What you are asked to do
Convert the data below into a Markdown table with two columns, Row and Line, putting each non-blank line in its own numbered row and skipping blank lines. Leave the pictures out of the answer.
□ □ □ □
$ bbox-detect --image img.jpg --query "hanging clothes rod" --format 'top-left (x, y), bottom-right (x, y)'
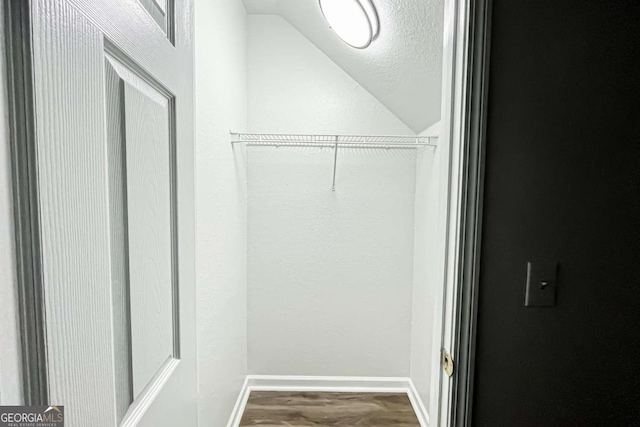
top-left (231, 132), bottom-right (438, 149)
top-left (231, 132), bottom-right (438, 191)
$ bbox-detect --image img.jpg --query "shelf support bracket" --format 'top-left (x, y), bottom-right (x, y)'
top-left (331, 136), bottom-right (338, 191)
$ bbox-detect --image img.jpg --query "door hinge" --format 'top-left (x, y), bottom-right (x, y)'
□ □ □ □
The output
| Row | Line |
|---|---|
| 1 | $ bbox-detect --image img.jpg --query "hanging clothes rod" --format 'top-left (x, y), bottom-right (x, y)' |
| 2 | top-left (231, 132), bottom-right (438, 149) |
| 3 | top-left (231, 132), bottom-right (438, 191) |
| 4 | $ bbox-detect --image img.jpg --query "shelf support bracket" --format 'top-left (x, y), bottom-right (x, y)' |
| 5 | top-left (331, 136), bottom-right (338, 191) |
| 6 | $ bbox-detect --image img.jpg --query "door hinge" --format 'top-left (x, y), bottom-right (x, y)' |